*Source*
────────────────────
As of 2026, managed cloud offerings from Azure, GKE, and AWS have stable interfaces for confidential containers, but they inherit the same one-pod-per-VM model. Standard runc containers remain unprotected even when SEV-SNP or TDX hardware is available on the node.

Two-Layer Attestation in dstack-capsule

The dstack-capsule paper splits attestation into two layers that run on a single shared TDX confidential VM.

Static layer. The platform’s measured boot measurements are frozen into RTMR[3], one of the TDX runtime measurement registers. This covers the guest kernel, the initrd, and the dm-verity-protected OS image. Once frozen, these values cannot change for the lifetime of the VM.

Dynamic layer. On every attestation request, each pod’s identity is packed into the TDX Quote’s 64-byte report_data field, signed by the CPU. The field contains the pod_uid, a pod_spec_hash, and a workload_id. A relying party can verify not just that a confidential VM is running, but that a specific pod with a specific spec digest is running inside it.

The key difference from CoCo’s approach: because TDX quotes are per-request and per-pod, multiple pods can coexist in the same VM without diluting the attestation signal. Each pod gets its own hardware-backed proof of identity, and a co-resident pod cannot forge that proof because it cannot write to another pod’s report_data field.

The Privilege Fuse

dstack-capsule introduces a mechanism the authors call the privilege fuse: an irreversible, atomic state transition that moves a Kubernetes node from a privileged setup phase to a locked-down runtime phase. The implementation uses a compare-and-swap operation plus a persistent marker file.
────────────────────
*Input material*
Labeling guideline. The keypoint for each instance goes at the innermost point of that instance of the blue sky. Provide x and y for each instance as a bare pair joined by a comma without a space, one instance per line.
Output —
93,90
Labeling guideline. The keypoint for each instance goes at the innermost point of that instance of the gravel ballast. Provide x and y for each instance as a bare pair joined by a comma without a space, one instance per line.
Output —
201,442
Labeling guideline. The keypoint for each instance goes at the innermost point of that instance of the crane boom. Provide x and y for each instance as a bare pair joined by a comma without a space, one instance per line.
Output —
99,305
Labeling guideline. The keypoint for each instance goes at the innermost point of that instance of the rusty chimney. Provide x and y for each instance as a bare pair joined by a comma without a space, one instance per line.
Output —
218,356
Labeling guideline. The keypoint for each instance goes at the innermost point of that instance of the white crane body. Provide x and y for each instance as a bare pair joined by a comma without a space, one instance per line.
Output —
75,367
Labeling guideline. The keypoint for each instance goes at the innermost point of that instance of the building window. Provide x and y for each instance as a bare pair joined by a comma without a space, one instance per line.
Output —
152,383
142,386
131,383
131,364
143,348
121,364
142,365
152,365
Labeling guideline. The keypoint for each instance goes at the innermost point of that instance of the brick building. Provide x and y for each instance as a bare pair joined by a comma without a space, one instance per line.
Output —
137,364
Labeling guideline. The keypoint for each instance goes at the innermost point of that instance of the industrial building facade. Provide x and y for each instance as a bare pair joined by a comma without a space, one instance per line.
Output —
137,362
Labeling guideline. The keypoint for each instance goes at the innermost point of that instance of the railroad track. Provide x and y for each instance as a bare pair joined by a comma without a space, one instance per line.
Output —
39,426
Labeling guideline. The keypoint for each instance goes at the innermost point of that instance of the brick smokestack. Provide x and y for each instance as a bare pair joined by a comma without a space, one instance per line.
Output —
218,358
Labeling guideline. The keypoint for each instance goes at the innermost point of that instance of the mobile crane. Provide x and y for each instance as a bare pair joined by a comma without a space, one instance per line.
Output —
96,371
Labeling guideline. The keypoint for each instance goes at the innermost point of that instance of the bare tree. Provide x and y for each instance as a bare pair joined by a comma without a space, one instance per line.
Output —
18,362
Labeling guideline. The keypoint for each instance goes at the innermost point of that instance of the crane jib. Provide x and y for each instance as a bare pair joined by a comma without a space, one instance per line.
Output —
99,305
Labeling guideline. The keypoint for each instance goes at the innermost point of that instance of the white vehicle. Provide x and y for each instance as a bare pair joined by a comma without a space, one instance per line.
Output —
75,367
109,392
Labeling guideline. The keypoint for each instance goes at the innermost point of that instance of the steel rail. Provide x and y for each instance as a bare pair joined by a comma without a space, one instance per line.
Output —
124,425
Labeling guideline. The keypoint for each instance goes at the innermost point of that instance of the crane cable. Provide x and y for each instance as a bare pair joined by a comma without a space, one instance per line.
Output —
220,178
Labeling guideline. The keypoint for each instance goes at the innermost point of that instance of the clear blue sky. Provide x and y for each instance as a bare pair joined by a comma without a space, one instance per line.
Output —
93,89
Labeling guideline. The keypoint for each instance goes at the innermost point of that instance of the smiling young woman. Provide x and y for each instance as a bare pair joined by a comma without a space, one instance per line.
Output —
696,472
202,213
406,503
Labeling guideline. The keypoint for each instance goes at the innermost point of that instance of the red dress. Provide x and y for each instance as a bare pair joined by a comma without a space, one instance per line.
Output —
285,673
────────────────────
*Tasks to carry out*
a) In the passage on confidential containers, switch "frozen" to "locked" and write out the stretch from "As of 2026, managed" through "lifetime of the VM.".
b) Express the stretch of the listing from the line containing "the crane cable." through the end of the listing as a numbered list, leaving out blank lines.

*Worked answers*
a)
As of 2026, managed cloud offerings from Azure, GKE, and AWS have stable interfaces for confidential containers, but they inherit the same one-pod-per-VM model. Standard runc containers remain unprotected even when SEV-SNP or TDX hardware is available on the node.

Two-Layer Attestation in dstack-capsule

The dstack-capsule paper splits attestation into two layers that run on a single shared TDX confidential VM.

Static layer. The platform’s measured boot measurements are locked into RTMR[3], one of the TDX runtime measurement registers. This covers the guest kernel, the initrd, and the dm-verity-protected OS image. Once locked, these values cannot change for the lifetime of the VM.

b)
1. Labeling guideline. The keypoint for each instance goes at the innermost point of that instance of the crane cable. Provide x and y for each instance as a bare pair joined by a comma without a space, one instance per line.
2. Output —
3. 220,178
4. Labeling guideline. The keypoint for each instance goes at the innermost point of that instance of the clear blue sky. Provide x and y for each instance as a bare pair joined by a comma without a space, one instance per line.
5. Output —
6. 93,89
7. Labeling guideline. The keypoint for each instance goes at the innermost point of that instance of the smiling young woman. Provide x and y for each instance as a bare pair joined by a comma without a space, one instance per line.
8. Output —
9. 696,472
10. 202,213
11. 406,503
12. Labeling guideline. The keypoint for each instance goes at the innermost point of that instance of the red dress. Provide x and y for each instance as a bare pair joined by a comma without a space, one instance per line.
13. Output —
14. 285,673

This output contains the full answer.